EXERCISE DETAILS
Reproduce word for word every line of the data below, beginning with the line that contains "Exercise. Point out each instance of the blue" and continuing through the last line of the data.

[Object location annotation data]
▬▬▬▬▬▬▬▬▬▬
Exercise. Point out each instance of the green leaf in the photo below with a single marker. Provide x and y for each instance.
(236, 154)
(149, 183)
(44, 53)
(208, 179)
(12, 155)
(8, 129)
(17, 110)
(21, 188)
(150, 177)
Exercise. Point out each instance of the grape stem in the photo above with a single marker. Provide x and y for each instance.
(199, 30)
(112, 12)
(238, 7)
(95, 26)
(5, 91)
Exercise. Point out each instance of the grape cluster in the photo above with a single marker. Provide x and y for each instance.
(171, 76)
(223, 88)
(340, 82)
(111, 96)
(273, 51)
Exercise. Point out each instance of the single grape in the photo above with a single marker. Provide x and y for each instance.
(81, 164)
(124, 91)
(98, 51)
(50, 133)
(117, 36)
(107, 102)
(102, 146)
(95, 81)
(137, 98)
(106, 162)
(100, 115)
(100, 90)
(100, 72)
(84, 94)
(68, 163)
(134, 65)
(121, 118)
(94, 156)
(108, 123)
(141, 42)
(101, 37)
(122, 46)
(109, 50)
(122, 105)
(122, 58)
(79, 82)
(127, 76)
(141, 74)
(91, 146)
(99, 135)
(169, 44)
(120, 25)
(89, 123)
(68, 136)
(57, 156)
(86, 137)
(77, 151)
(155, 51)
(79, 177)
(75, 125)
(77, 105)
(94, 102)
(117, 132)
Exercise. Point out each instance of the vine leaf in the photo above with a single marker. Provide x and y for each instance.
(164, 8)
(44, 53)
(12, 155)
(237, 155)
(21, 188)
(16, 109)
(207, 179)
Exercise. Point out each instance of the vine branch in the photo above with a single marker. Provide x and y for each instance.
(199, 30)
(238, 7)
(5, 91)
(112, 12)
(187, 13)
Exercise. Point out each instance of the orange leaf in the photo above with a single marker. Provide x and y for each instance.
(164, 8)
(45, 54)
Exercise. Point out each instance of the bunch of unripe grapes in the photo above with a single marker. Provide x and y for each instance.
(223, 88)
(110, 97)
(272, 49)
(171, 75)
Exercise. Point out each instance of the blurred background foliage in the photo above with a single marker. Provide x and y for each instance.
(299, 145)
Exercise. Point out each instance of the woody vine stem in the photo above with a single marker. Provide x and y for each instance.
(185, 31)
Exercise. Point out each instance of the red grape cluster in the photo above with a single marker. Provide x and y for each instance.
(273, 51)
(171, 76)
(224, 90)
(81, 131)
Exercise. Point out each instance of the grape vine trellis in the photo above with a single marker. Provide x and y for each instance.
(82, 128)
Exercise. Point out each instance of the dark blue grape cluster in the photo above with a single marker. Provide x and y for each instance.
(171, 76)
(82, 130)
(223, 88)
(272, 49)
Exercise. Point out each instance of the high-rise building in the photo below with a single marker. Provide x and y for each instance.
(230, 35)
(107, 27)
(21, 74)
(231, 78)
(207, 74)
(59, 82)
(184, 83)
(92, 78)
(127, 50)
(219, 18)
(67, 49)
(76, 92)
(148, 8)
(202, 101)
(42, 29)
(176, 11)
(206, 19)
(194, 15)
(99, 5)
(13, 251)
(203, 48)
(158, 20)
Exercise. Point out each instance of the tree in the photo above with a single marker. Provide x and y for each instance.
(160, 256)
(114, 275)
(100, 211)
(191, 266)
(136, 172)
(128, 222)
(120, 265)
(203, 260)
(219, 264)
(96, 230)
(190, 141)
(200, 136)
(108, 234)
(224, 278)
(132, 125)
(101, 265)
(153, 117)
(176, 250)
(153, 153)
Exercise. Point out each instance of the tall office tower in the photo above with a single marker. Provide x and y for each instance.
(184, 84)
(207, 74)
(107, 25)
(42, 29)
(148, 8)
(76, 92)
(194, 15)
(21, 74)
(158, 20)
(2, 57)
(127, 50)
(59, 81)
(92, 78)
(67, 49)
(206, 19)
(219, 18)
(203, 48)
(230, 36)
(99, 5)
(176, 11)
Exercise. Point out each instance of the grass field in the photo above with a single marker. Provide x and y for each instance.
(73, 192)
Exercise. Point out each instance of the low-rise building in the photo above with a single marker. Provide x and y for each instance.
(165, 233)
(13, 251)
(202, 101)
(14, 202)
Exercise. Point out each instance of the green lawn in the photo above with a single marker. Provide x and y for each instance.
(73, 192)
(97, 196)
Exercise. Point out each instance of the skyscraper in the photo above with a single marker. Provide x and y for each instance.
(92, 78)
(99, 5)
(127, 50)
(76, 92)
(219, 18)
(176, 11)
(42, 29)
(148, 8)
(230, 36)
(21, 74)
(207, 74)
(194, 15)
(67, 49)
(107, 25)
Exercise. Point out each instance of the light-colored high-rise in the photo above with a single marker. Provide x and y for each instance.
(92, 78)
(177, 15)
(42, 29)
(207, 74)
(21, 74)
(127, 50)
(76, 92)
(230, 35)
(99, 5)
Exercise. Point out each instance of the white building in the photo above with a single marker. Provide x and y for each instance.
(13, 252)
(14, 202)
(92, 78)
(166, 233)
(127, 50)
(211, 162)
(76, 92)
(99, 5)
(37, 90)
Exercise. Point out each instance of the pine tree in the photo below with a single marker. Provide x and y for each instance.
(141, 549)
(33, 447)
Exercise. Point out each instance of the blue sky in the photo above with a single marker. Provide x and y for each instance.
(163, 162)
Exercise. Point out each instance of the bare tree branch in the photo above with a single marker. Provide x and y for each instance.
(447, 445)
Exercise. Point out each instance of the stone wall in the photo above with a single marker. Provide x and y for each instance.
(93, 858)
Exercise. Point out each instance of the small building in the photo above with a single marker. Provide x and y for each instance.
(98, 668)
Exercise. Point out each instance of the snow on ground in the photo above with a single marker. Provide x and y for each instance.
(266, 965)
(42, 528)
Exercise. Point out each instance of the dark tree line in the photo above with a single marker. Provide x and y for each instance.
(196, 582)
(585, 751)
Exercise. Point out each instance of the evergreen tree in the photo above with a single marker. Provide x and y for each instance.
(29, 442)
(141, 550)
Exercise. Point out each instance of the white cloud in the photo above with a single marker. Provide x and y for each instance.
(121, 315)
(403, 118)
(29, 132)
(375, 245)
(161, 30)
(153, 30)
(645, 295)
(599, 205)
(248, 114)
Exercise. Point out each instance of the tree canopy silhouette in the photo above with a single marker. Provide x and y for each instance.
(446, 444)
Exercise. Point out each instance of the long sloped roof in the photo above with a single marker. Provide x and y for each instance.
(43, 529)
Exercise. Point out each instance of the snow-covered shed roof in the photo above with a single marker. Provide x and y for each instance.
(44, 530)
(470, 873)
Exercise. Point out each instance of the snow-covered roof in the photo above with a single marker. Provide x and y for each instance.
▬▬▬▬▬▬▬▬▬▬
OUTPUT FOR THIS TASK
Exercise. Point out each instance of the blue sky in the photo above with a single marker. Provide x and y for each instance.
(163, 162)
Exercise. Point out each instance of the bare tree branch in the photo above with a single marker. Provide x and y for each instance.
(447, 445)
Exercise. Point out each instance of the stone wall in the photo above with a single marker. Provide x and y for each instance.
(93, 858)
Exercise. Point out each instance of the small building in the photo above with a single marker. Provide x and y for each instance.
(98, 668)
Exercise. Point out each instance of the snow on ground in the photo above with a single marker. Provide x and y for each instance.
(266, 965)
(42, 528)
Exercise. Point out each instance of the dark tree line in the photo above with a single marker. Provide x and y for each instance.
(196, 582)
(585, 751)
Exercise. Point out each instance of the evergreen tree in the photo above with a single marker. Provide x and y for each instance.
(29, 442)
(141, 550)
Exercise. Point out each instance of the white cloud in the photo above with a single marker. Provide x and y for each instance.
(121, 315)
(403, 118)
(29, 132)
(375, 245)
(161, 30)
(153, 30)
(645, 295)
(599, 205)
(248, 114)
Exercise. Point out each instance of the tree canopy silhouette in the photo above with a single marker. Provide x and y for each instance.
(446, 444)
Exercise. Point out each instance of the long sloped roof in the photo above with a single marker. Provide x and y for each instance.
(43, 529)
Exercise. Point out each instance of the snow-covered shed roof in the photo above with a single marker. Provide x and y for each instance.
(44, 530)
(470, 873)
Exercise. Point out each instance of the snow-covered roof in the photo above with a single marker. Provide x and y for each instance.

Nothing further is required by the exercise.